If a line in the listing includes the word "distant", copy it out.

[Start of Attachment]

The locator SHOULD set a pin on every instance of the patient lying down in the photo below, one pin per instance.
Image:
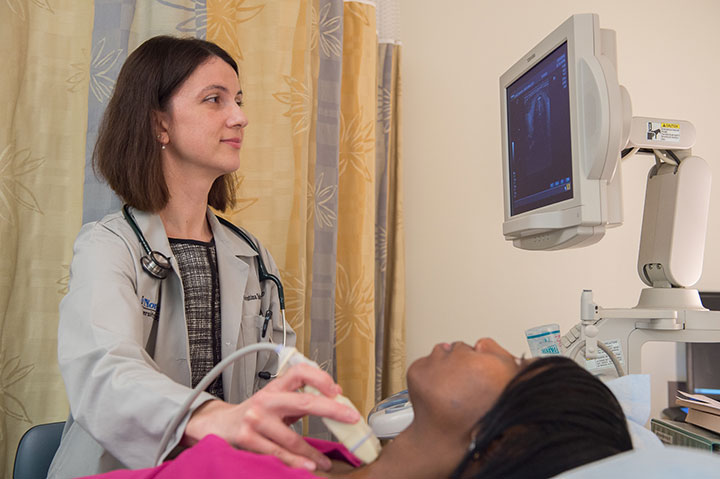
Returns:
(479, 413)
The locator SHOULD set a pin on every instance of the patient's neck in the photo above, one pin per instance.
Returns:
(421, 451)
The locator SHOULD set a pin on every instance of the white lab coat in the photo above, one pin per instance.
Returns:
(121, 399)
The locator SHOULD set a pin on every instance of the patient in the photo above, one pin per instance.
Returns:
(479, 413)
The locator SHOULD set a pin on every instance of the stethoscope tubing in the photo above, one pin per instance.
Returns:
(158, 265)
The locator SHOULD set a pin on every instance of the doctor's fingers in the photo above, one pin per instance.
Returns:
(298, 404)
(305, 374)
(269, 435)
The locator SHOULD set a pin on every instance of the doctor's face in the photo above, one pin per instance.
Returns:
(202, 129)
(458, 383)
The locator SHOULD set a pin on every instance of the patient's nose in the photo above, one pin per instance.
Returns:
(488, 345)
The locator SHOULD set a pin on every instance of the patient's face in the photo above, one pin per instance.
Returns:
(457, 383)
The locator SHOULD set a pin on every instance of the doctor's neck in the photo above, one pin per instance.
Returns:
(184, 216)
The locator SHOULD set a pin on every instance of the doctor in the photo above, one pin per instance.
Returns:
(131, 344)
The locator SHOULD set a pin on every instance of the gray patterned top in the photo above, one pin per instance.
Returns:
(197, 261)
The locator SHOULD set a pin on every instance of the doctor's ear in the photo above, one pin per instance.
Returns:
(160, 127)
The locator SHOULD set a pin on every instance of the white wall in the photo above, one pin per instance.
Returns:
(464, 280)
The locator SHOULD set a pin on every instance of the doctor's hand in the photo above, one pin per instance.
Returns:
(261, 423)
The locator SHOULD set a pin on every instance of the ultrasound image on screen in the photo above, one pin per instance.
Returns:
(540, 154)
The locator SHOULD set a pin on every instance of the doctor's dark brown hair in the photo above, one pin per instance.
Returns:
(127, 153)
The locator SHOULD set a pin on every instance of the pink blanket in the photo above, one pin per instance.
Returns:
(213, 457)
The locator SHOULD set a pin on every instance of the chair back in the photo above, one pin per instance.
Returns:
(36, 450)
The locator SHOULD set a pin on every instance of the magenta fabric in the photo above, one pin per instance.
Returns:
(213, 457)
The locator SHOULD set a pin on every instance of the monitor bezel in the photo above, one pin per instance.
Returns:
(588, 206)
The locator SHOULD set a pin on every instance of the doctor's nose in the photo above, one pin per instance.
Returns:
(238, 118)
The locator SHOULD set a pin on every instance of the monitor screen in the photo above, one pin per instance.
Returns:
(703, 374)
(539, 149)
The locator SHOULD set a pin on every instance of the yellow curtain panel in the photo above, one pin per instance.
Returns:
(44, 78)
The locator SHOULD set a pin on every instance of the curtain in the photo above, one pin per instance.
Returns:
(320, 181)
(46, 65)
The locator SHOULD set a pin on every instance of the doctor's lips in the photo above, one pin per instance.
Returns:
(234, 142)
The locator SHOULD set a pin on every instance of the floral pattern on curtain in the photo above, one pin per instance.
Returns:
(320, 181)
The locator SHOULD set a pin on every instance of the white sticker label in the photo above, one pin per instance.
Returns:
(603, 361)
(663, 131)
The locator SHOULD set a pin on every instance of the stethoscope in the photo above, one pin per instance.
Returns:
(157, 265)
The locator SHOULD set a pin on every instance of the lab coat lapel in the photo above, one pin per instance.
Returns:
(172, 350)
(233, 272)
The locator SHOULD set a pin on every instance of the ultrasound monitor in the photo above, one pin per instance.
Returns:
(540, 154)
(562, 128)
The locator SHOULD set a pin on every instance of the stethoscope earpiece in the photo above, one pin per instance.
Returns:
(156, 264)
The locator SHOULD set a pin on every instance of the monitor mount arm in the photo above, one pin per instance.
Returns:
(670, 257)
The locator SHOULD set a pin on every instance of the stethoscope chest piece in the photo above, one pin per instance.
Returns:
(156, 264)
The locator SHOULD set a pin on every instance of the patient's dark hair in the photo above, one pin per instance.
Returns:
(552, 417)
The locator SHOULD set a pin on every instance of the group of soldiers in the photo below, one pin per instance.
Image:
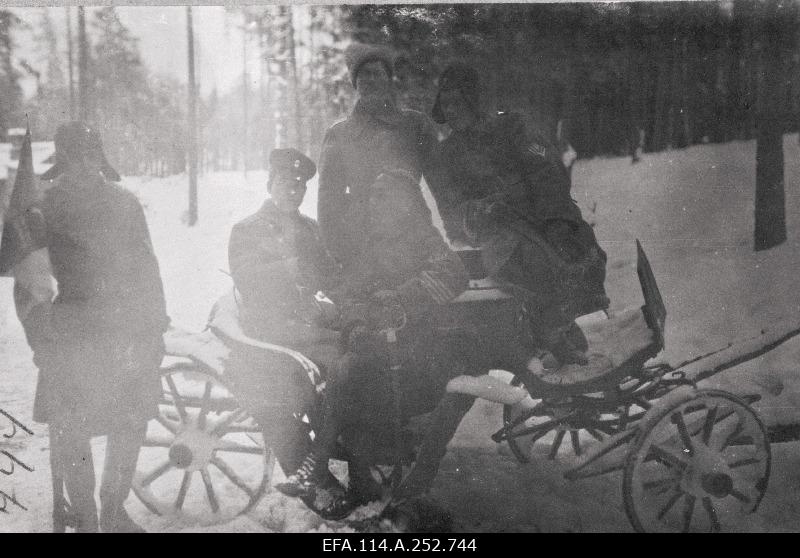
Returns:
(375, 254)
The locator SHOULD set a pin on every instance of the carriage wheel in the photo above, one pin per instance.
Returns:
(567, 424)
(204, 458)
(699, 465)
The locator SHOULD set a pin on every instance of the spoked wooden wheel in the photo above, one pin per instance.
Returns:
(698, 465)
(201, 434)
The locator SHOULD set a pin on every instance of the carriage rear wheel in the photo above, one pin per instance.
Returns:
(698, 465)
(204, 458)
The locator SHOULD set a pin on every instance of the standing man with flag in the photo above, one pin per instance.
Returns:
(98, 344)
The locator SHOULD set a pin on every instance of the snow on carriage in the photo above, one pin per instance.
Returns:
(691, 459)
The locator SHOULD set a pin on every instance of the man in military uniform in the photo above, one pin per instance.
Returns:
(278, 263)
(406, 266)
(508, 192)
(99, 344)
(358, 148)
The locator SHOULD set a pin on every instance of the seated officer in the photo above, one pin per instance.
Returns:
(405, 266)
(278, 262)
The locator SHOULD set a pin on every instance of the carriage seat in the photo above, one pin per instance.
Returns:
(618, 348)
(204, 348)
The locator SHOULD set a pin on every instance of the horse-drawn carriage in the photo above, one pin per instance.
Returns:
(691, 458)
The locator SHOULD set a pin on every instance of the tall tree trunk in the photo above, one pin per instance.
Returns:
(298, 125)
(192, 121)
(70, 64)
(770, 206)
(83, 67)
(245, 115)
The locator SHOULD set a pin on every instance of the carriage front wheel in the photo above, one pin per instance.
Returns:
(204, 459)
(699, 463)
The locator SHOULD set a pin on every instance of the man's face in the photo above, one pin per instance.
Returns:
(86, 165)
(456, 110)
(372, 81)
(287, 192)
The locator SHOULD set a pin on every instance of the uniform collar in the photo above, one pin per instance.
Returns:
(269, 210)
(392, 116)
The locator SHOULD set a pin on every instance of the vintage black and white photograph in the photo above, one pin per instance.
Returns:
(378, 268)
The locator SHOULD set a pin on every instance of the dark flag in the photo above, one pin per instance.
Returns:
(23, 227)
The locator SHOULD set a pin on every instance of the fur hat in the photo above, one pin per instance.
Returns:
(290, 161)
(74, 139)
(459, 77)
(358, 54)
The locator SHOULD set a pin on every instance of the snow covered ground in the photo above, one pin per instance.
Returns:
(692, 209)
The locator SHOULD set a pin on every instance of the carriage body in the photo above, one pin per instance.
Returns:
(641, 415)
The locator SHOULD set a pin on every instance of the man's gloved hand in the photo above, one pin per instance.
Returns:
(560, 235)
(386, 310)
(485, 216)
(364, 340)
(327, 313)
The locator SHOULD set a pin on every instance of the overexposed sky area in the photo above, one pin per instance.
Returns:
(161, 31)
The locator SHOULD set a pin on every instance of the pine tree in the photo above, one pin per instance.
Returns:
(10, 90)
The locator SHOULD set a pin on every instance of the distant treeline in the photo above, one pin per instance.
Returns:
(614, 75)
(681, 72)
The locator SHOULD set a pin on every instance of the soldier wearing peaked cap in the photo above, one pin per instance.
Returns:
(278, 262)
(99, 344)
(357, 149)
(508, 193)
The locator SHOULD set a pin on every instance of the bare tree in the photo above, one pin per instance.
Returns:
(192, 124)
(83, 66)
(770, 203)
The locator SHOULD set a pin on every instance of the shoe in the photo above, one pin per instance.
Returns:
(333, 504)
(418, 514)
(120, 523)
(302, 483)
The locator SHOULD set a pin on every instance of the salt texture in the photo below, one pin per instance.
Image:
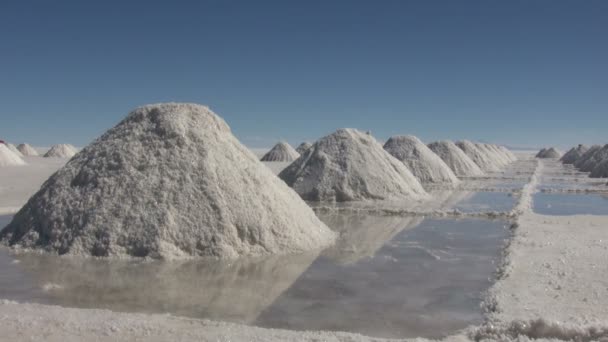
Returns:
(548, 153)
(8, 157)
(574, 154)
(350, 165)
(281, 152)
(61, 151)
(420, 160)
(169, 181)
(27, 150)
(455, 158)
(303, 147)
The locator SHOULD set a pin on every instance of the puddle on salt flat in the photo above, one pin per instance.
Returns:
(386, 276)
(570, 204)
(486, 201)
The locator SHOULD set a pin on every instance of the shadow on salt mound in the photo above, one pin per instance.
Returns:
(420, 160)
(349, 165)
(169, 181)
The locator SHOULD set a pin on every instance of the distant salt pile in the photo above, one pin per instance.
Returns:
(487, 162)
(420, 160)
(27, 150)
(303, 147)
(8, 157)
(281, 152)
(455, 158)
(169, 181)
(61, 151)
(574, 154)
(548, 153)
(350, 165)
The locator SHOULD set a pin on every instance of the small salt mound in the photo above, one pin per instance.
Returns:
(281, 152)
(8, 157)
(169, 181)
(14, 149)
(455, 158)
(350, 165)
(27, 150)
(586, 156)
(548, 153)
(574, 154)
(479, 155)
(303, 147)
(61, 151)
(420, 160)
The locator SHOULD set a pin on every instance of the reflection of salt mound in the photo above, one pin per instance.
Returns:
(419, 159)
(362, 236)
(27, 150)
(350, 165)
(168, 181)
(14, 149)
(479, 155)
(455, 158)
(593, 160)
(238, 290)
(281, 152)
(8, 157)
(61, 151)
(303, 147)
(574, 154)
(548, 153)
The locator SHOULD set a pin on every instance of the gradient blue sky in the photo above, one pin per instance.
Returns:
(525, 73)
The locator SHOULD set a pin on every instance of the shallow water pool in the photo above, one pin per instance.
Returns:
(385, 277)
(570, 204)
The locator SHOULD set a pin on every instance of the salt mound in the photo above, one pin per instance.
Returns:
(8, 157)
(27, 150)
(574, 154)
(169, 181)
(548, 153)
(479, 155)
(61, 151)
(587, 155)
(303, 147)
(420, 160)
(350, 165)
(14, 149)
(455, 158)
(281, 152)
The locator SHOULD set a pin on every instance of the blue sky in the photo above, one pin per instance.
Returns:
(525, 73)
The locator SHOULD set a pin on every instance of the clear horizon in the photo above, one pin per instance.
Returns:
(518, 73)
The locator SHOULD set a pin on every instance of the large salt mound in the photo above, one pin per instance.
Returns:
(351, 165)
(303, 147)
(27, 150)
(8, 157)
(169, 181)
(61, 151)
(281, 152)
(420, 160)
(574, 154)
(479, 155)
(587, 156)
(548, 153)
(455, 158)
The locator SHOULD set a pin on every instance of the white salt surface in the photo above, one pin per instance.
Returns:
(8, 158)
(350, 165)
(420, 160)
(169, 181)
(456, 159)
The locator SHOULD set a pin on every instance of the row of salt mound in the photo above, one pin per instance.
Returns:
(169, 181)
(420, 160)
(8, 157)
(350, 165)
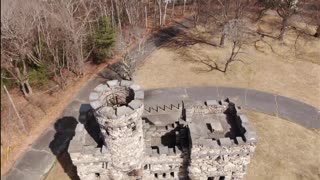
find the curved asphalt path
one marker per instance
(38, 159)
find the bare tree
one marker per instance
(284, 8)
(18, 28)
(236, 32)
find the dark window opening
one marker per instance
(134, 128)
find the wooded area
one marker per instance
(45, 43)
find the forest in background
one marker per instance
(48, 44)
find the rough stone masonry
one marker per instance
(123, 139)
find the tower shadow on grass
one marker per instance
(65, 130)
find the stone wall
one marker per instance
(118, 109)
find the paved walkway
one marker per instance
(37, 160)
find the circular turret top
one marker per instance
(116, 98)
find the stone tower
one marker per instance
(118, 107)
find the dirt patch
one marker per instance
(289, 152)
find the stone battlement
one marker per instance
(177, 140)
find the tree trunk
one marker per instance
(160, 13)
(184, 6)
(172, 12)
(118, 14)
(317, 34)
(223, 36)
(284, 25)
(29, 89)
(146, 16)
(165, 13)
(15, 110)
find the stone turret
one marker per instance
(118, 107)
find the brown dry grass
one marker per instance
(286, 71)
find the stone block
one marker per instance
(225, 142)
(251, 136)
(95, 104)
(123, 110)
(113, 83)
(15, 174)
(126, 83)
(139, 94)
(155, 152)
(212, 103)
(75, 146)
(240, 141)
(135, 87)
(101, 88)
(171, 151)
(163, 150)
(216, 126)
(93, 96)
(244, 118)
(148, 150)
(135, 104)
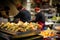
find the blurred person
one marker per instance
(40, 18)
(23, 15)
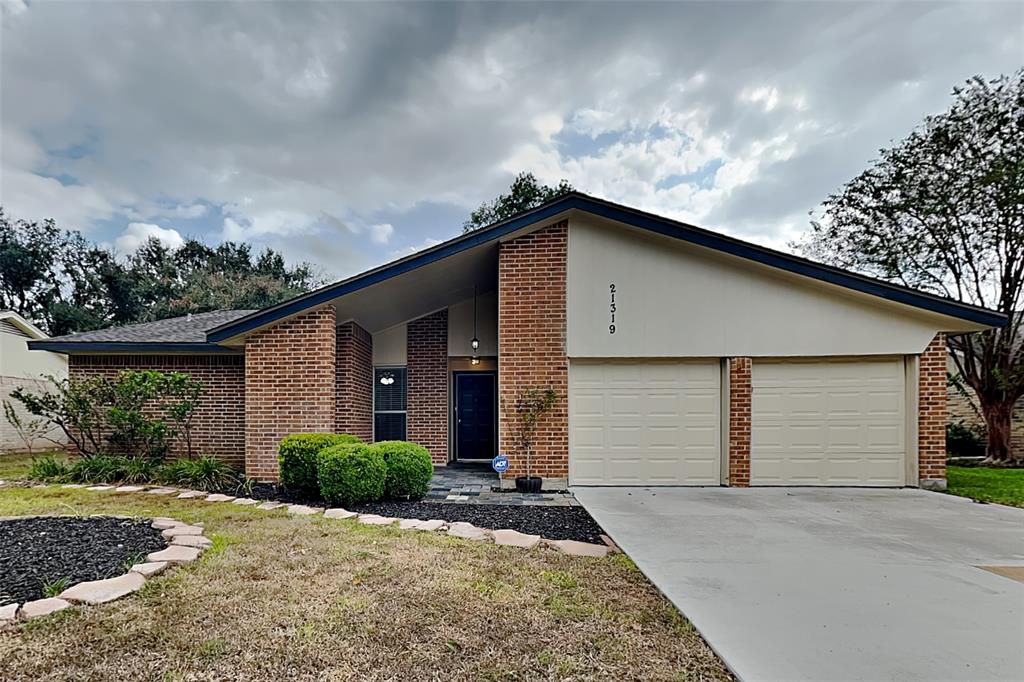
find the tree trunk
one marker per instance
(998, 417)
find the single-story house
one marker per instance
(22, 368)
(682, 357)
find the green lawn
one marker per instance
(1005, 486)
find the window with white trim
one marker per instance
(389, 403)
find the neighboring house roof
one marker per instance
(174, 334)
(580, 202)
(15, 324)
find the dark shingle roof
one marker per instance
(173, 330)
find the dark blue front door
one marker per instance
(475, 405)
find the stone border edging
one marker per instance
(184, 544)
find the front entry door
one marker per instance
(475, 405)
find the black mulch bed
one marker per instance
(40, 551)
(551, 522)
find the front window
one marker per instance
(389, 403)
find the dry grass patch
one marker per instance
(281, 597)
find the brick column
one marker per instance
(531, 343)
(354, 382)
(739, 422)
(290, 385)
(932, 415)
(426, 392)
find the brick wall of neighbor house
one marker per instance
(531, 324)
(427, 392)
(219, 424)
(932, 415)
(739, 421)
(353, 411)
(290, 385)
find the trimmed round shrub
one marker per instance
(409, 469)
(297, 458)
(350, 473)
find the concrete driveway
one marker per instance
(841, 584)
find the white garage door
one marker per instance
(644, 423)
(828, 423)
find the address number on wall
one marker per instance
(611, 307)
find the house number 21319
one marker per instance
(611, 308)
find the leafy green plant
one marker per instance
(48, 468)
(350, 473)
(297, 458)
(409, 468)
(201, 473)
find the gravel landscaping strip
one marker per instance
(551, 522)
(42, 550)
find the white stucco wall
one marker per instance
(390, 345)
(461, 326)
(20, 367)
(678, 300)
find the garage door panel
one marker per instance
(659, 423)
(827, 423)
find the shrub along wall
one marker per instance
(219, 424)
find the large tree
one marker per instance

[End of Attachment]

**Task result**
The locator SHOULD set a pin on every instance of the distant treeline in the photo above, one pin per instance.
The locator SHOULD set a pin on every instance of the distant salt pile in the photo above, one pin per instance.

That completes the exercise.